> **PETUNJUK LATIHAN**
Ubah bagian di bawah yang dimulai dengan baris berisi "For the evaluation set, spot each instance of the woman with" dan diakhiri dengan baris berisi "For the evaluation set, spot each instance of the pink", termasuk kedua baris tersebut, menjadi daftar bernomor tanpa baris kosong. Sertakan hanya baris-baris dalam bagian itu.

--- BARIS DATA ---

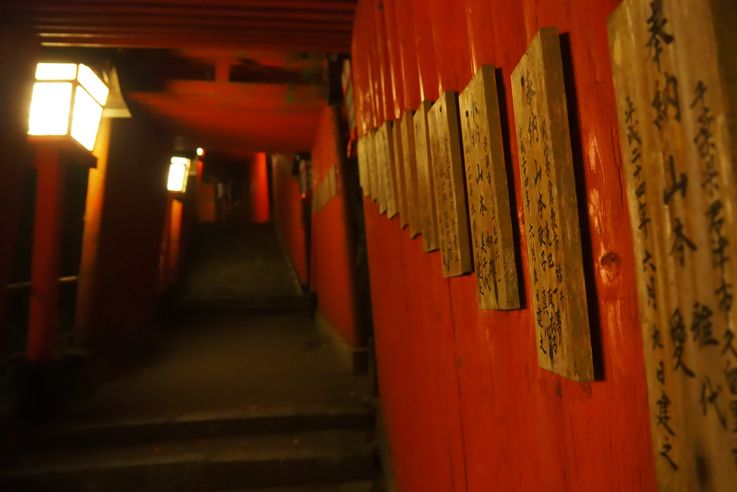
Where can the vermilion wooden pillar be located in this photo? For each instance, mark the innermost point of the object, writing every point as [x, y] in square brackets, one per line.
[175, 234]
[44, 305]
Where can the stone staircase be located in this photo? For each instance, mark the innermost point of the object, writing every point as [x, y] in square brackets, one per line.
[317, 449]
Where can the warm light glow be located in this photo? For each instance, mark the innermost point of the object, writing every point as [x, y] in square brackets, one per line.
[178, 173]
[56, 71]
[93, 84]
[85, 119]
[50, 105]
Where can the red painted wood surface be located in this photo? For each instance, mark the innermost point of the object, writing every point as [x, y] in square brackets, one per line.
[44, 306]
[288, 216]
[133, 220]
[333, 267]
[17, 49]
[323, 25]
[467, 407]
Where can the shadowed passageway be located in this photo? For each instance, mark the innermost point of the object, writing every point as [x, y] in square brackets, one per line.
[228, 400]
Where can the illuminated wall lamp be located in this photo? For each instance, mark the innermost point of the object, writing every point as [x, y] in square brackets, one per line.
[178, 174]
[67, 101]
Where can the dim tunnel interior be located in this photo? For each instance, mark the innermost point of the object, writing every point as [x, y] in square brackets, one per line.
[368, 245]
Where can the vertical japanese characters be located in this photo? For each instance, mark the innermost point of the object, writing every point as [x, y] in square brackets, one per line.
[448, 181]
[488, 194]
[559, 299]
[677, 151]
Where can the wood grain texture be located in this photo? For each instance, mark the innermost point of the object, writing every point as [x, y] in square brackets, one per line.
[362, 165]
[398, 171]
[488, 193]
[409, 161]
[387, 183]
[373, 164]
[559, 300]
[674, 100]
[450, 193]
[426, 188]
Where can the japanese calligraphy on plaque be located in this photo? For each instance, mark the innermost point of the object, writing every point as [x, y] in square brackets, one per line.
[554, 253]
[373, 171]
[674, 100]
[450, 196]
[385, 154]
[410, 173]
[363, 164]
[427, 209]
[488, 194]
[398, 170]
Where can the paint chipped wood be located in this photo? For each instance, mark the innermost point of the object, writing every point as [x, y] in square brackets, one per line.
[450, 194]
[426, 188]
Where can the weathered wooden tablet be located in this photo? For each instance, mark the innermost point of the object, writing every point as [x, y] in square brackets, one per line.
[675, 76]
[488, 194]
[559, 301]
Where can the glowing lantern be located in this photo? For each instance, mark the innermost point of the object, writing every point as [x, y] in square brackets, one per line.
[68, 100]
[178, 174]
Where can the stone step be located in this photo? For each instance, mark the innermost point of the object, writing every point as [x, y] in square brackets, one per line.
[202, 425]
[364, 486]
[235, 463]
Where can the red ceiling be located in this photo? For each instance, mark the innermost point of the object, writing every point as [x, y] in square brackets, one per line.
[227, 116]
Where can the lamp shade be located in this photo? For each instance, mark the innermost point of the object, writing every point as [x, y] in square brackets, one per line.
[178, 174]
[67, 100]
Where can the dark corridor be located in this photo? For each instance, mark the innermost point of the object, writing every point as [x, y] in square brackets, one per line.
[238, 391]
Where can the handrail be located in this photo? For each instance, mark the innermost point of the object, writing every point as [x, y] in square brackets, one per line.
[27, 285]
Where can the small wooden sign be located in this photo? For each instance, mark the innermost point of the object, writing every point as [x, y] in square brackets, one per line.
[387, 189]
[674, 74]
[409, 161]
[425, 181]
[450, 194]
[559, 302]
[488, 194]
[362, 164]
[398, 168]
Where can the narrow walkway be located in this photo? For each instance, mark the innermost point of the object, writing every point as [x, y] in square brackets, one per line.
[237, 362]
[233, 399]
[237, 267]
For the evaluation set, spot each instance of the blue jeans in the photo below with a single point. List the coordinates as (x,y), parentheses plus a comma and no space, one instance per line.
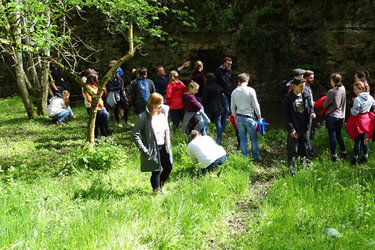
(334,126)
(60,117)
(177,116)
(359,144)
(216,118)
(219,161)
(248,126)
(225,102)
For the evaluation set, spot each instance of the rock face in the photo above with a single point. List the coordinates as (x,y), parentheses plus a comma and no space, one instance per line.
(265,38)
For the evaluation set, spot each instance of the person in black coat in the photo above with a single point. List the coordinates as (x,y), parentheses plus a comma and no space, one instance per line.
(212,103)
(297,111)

---
--- BARIS DATA ---

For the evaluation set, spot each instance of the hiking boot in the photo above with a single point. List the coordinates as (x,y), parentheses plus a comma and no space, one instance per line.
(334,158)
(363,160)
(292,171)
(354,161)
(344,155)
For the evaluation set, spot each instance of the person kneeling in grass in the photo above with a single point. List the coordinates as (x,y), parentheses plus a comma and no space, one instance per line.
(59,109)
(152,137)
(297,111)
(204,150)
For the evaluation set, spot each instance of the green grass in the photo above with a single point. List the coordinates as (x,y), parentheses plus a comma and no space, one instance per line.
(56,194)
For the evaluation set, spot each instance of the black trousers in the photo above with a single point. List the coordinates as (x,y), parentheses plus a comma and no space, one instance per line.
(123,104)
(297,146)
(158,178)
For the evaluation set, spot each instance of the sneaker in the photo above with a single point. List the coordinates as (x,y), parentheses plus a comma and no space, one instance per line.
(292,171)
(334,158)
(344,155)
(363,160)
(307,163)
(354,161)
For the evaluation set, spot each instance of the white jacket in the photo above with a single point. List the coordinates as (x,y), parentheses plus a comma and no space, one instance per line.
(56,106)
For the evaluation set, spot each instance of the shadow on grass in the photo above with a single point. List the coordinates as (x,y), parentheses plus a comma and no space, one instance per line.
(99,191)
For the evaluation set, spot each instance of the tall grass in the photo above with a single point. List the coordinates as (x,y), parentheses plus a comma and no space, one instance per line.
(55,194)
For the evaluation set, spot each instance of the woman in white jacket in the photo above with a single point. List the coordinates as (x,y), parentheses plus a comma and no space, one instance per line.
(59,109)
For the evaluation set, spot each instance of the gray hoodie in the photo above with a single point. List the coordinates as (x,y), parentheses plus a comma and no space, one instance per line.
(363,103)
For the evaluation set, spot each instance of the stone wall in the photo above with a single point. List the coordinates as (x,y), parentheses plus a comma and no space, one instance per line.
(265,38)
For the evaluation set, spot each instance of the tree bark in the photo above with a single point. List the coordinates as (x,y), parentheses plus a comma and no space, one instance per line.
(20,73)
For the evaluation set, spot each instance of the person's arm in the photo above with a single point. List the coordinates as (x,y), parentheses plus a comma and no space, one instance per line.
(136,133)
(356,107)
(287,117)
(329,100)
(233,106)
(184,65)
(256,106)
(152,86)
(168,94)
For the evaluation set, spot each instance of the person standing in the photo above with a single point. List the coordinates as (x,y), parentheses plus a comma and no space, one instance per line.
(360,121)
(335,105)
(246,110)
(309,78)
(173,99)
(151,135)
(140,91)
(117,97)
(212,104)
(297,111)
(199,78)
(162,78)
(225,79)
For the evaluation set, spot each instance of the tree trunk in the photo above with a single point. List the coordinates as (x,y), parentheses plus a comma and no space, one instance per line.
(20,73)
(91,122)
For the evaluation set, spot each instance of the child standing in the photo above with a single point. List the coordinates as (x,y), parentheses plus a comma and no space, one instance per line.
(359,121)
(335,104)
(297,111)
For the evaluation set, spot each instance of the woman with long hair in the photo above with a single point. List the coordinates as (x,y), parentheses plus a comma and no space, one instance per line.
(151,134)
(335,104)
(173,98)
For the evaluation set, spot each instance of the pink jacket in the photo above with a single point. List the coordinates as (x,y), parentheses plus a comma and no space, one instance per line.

---

> **JAWABAN TERTULIS**
1. For the evaluation set, spot each instance of the woman with long hair in the photo above with a single point. List the coordinates as (x,y), parentheses plus a comma and no space, one instance per line.
2. (151,134)
3. (335,104)
4. (173,98)
5. For the evaluation set, spot each instance of the pink jacket in the photo above with a single point. List the coordinates as (x,y), parentheses plus a comma and no space, one instance per line.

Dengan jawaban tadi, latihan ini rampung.